* start *

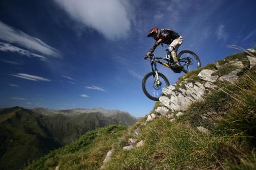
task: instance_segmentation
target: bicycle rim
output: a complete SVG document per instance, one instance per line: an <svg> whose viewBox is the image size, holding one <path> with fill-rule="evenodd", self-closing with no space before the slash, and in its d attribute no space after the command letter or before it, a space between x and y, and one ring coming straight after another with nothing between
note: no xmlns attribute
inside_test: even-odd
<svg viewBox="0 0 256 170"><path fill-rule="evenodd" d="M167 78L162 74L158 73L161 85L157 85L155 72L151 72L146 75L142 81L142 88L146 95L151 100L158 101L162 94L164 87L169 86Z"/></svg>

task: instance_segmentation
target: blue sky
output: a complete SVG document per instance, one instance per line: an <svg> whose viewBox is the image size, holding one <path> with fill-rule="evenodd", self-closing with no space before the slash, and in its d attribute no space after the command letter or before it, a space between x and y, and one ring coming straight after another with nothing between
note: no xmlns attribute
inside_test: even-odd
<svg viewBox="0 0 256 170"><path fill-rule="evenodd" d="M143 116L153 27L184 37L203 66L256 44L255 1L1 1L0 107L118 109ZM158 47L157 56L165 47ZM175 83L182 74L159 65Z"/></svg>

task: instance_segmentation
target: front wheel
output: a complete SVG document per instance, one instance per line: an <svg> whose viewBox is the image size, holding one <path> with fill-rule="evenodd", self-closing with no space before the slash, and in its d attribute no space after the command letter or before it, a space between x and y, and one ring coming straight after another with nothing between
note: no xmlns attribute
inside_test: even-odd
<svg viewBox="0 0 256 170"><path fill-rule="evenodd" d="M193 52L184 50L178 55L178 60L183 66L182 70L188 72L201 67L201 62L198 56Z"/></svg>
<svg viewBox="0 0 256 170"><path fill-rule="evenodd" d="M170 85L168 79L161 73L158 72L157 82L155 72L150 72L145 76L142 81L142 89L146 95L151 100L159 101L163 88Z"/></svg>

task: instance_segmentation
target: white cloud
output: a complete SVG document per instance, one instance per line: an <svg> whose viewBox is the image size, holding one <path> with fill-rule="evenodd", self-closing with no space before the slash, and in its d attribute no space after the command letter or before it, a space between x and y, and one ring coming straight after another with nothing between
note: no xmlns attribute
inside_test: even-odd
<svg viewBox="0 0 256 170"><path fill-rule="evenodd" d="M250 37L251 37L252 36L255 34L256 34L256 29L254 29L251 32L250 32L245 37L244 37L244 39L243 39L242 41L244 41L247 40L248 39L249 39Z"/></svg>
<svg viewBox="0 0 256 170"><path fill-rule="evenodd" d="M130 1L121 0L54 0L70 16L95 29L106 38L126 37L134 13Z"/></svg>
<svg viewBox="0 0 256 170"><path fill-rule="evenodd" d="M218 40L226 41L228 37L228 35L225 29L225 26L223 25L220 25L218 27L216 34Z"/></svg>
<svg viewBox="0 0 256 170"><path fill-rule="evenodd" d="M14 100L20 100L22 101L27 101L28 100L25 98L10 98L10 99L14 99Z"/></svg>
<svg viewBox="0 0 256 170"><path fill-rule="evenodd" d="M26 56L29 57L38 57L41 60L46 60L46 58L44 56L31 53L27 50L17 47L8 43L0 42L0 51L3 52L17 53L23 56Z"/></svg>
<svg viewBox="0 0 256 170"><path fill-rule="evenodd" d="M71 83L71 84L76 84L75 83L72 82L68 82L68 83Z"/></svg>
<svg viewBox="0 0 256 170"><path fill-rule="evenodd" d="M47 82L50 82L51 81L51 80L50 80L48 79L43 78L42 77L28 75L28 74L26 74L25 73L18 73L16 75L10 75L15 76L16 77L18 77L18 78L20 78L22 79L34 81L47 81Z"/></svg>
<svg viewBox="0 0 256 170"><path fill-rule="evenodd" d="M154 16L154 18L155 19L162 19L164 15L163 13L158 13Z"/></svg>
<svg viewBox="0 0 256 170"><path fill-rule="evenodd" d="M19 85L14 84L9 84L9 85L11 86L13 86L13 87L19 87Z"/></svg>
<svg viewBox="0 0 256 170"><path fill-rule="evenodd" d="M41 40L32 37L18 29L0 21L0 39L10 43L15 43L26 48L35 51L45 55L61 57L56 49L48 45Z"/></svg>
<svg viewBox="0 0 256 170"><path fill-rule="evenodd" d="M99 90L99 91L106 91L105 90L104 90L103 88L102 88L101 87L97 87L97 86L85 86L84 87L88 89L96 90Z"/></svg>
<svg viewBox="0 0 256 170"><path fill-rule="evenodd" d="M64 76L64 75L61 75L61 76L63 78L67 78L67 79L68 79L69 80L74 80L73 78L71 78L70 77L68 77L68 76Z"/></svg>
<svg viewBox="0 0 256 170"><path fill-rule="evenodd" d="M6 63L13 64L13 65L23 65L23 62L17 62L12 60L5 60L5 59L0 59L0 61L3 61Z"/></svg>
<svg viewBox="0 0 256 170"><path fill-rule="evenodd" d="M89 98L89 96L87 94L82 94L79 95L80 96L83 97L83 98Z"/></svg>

* end *

Written exercise – How many lines in the entries above contain the string "target"? Case counts. Reply with the number alone.

Final answer – 4